# Problem requirements
Your copy should match the entries below exactly, apart from the images.
====
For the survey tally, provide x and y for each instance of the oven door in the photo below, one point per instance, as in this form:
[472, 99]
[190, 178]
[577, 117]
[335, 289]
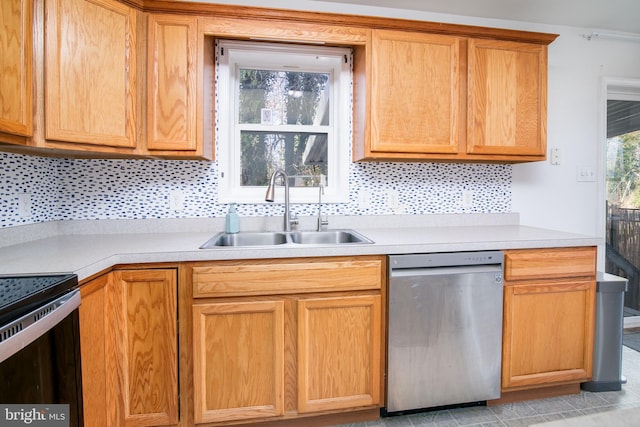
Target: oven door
[40, 358]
====
# Output for this exercise
For the survey tally, provide x and y for each instance of the oven door in the photo below, one point per instance, as in this form:
[472, 99]
[190, 178]
[577, 117]
[335, 289]
Target: oven door
[40, 358]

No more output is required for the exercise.